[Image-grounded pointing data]
__________________________________________________
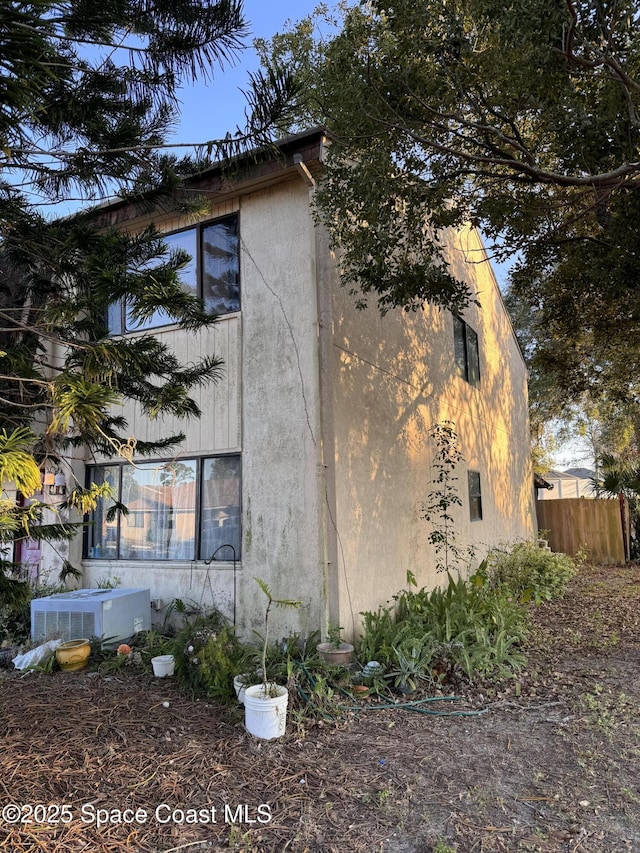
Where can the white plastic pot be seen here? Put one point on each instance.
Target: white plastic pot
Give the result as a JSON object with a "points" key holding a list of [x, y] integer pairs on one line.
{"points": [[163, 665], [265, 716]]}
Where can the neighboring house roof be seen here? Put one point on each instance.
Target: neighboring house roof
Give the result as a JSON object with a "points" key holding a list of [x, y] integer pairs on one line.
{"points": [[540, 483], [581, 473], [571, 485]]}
__________________________________________________
DESCRIPTION OF THE TASK: Reproduce each line of the records exactly, and omit every picture.

ANSWER TO THE PROBLEM:
Where can the white plastic pot be seen here? Put one point on each instance.
Target: white plastic pot
Give the result as a JSON object with a "points" key holding a list of [x, y] integer pairs on one line.
{"points": [[163, 665], [265, 716]]}
Where can the neighboring house roof be seen here? Put one point on each instance.
Target: neighboring house roof
Give the result as a JSON object with a "points" key holding a list of [x, y] integer pairs on one line.
{"points": [[540, 483], [581, 473], [571, 485]]}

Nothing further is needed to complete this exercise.